--- Passage ---
+===+
The clinic was a joint venture that brought support and volunteers from many organizations, including the Suffolk Partnership for a Healthy Community, the Western Tidewater Community Services Board and the health department.

When the doors of the Western Tidewater Free Clinic opened in June of 2007, it was an answer for more than 23,000 residents living in the Suffolk-Franklin-Isle of Wight area without health insurance.

Since the clinic has opened, there have been more than 11,000 patient visits to the predominantly volunteer-run clinic.

“We have grown very fast for an organization that’s only been open for two and half years,” Witt said. “God has truly, truly blessed us.”

There was so much traffic to the clinic that volunteers had to move the clinic to a new 8,200-square-foot facility on Meade Parkway just two years after opening the initial clinic on Godwin Boulevard.

“We had so many donations, and a tremendous volunteer base — that really is the lifeblood of our operation — to make it happen,” Witt said. “There were so many people who looked at their neighbors and knew they should never have to choose between getting medical care and buying groceries.”

Witt added that the volunteers were seeing firsthand the need for medical help in their own backyard.

Not to say there was not some help already here.

In 1999, the Suffolk Community Health Center opened in downtown Suffolk. In 2001, the Peninsula Institute for Community Health took over management of the property, and the center became Main Street Physicians.

“The way we work is we offer service to everyone, regardless of income,” said Valda Branch, chief operations officer for PICH. “Or, as we say here, we offer service to everyone, regardless of their abilities to pay.”

Community health centers differ from free clinics in that patients pay on a sliding fee scale, which is determined by the household income and set by federal poverty guidelines.

Additionally, anyone — insured, uninsured or “underinsured” — will be seen at the center.

In free clinics, patients must qualify for care by proving they do not have the means to pay for medical care.
+===+
Referring expression pointing data:
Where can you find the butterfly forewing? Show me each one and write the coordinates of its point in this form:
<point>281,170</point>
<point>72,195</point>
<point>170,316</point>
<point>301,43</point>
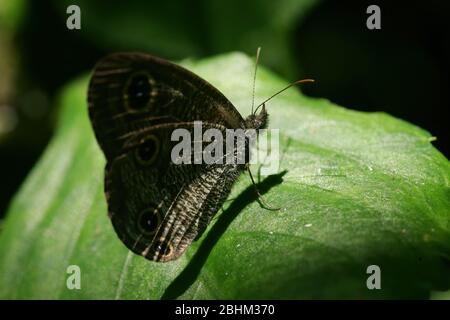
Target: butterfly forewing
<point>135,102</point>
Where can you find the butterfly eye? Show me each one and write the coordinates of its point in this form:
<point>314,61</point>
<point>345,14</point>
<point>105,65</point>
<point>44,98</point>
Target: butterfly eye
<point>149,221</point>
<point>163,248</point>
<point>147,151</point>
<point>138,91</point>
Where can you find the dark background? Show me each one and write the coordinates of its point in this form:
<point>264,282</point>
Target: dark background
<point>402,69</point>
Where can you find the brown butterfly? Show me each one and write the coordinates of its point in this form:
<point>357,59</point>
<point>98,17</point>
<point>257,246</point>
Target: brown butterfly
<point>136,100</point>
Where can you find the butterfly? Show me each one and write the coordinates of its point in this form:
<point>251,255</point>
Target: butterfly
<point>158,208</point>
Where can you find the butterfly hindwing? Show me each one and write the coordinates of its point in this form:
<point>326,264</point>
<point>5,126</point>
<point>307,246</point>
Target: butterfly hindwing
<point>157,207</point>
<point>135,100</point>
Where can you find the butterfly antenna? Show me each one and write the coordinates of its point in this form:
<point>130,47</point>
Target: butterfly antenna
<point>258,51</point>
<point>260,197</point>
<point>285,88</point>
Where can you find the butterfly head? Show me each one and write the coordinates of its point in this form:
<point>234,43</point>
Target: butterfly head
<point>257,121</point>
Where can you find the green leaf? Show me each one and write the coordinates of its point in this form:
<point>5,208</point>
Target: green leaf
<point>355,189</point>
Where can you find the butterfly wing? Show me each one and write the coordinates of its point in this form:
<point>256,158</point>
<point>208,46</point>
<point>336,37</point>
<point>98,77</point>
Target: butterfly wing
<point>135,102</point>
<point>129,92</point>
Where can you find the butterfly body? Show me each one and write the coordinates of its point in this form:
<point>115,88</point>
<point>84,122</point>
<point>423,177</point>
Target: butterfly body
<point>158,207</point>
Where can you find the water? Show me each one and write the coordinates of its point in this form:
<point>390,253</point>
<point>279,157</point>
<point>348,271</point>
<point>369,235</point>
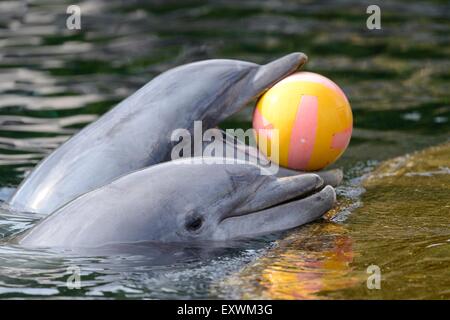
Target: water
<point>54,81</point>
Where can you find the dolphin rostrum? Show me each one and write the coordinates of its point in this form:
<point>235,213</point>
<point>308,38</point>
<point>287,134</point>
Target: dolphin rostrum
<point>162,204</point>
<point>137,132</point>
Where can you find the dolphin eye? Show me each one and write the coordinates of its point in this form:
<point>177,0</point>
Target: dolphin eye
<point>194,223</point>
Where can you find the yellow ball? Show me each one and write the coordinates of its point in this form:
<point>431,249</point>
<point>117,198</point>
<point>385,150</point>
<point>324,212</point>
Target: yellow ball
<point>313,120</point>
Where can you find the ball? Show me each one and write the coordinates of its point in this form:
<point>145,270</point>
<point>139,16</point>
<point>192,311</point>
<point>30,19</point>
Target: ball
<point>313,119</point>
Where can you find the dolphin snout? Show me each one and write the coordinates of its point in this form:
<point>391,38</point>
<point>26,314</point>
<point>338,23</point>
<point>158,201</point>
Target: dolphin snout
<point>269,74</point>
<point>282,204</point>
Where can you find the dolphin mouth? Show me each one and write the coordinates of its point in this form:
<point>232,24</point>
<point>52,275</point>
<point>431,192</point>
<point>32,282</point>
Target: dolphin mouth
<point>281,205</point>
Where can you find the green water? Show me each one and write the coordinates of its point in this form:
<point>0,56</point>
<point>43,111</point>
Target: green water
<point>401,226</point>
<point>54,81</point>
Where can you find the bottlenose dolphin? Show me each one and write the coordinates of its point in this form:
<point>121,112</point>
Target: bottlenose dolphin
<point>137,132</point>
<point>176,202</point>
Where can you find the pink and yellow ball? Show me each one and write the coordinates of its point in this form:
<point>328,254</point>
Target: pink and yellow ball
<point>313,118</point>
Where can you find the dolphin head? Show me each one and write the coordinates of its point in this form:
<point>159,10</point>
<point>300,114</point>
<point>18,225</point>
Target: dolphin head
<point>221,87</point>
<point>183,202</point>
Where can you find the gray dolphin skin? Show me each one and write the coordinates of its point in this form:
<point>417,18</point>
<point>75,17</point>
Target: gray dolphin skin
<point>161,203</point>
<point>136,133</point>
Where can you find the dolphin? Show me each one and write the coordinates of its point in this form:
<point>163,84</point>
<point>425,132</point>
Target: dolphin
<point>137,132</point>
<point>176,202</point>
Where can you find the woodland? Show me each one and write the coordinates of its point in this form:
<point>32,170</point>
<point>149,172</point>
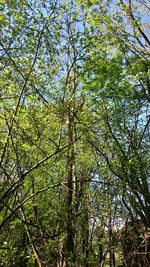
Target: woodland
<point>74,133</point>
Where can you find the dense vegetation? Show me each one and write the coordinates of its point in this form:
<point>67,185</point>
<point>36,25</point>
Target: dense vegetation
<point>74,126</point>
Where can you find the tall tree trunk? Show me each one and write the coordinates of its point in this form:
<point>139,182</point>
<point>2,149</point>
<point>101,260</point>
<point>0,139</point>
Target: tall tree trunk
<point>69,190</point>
+===+
--- Exercises ---
• 1. Reproduce the article on the free clinic from "There was so" to "their own backyard.", replacing "volunteers" with "helpers".
• 2. According to the article on the free clinic, how many patient visits has the Western Tidewater Free Clinic had since it opened?
• 3. Extend the article on the free clinic, beginning after its final sentence.
The data above are drawn from a source unrelated to the article on the free clinic.

--- Responses by task ---
• 1.
There was so much traffic to the clinic that helpers had to move the clinic to a new 8,200-square-foot facility on Meade Parkway just two years after opening the initial clinic on Godwin Boulevard.

“We had so many donations, and a tremendous volunteer base — that really is the lifeblood of our operation — to make it happen,” Witt said. “There were so many people who looked at their neighbors and knew they should never have to choose between getting medical care and buying groceries.”

Witt added that the helpers were seeing firsthand the need for medical help in their own backyard.

• 2. More than 11,000 patient visits.

• 3.
“We can increase the access a community has to medical professionals, because we don’t have the restrictions others do,” Branch said. She added that the health center was deemed necessary in the late ‘90s because the federal government assessed the need in the Western Tidewater, labeling it a “medically underserved area.”

“We get — and we often do — patients from Carolina, Franklin and other places where people are driving in from a long ways,” Branch said. “Again, we don’t have the restrictions that a lot of places do for patients, and they will travel for it.”

While the socioeconomic status of their patients may vary, the goals of both the center and the clinic are the same.

Both Main Street Physicians and the WTFC say their long-term goal is the same: increasing preventative patient care.

“Our focus, really, is preventative health care,” Branch said. “Our focus it to get patients in control of their health before it is a problem, and understand their role in preventative care.”

Both establishments regularly see patients suffering from chronic diseases that are worsened by inadequate access to healthcare providers.

“It’s not acceptable to see people die every day from a chronic or terminal illness that would not have been terminal if detected earlier,” Witt said. “We see patients every day that we have helped to save their lives from basic preventative measures. They’re beaten down and no one to care for them. We give them hope, and we give them compassion.”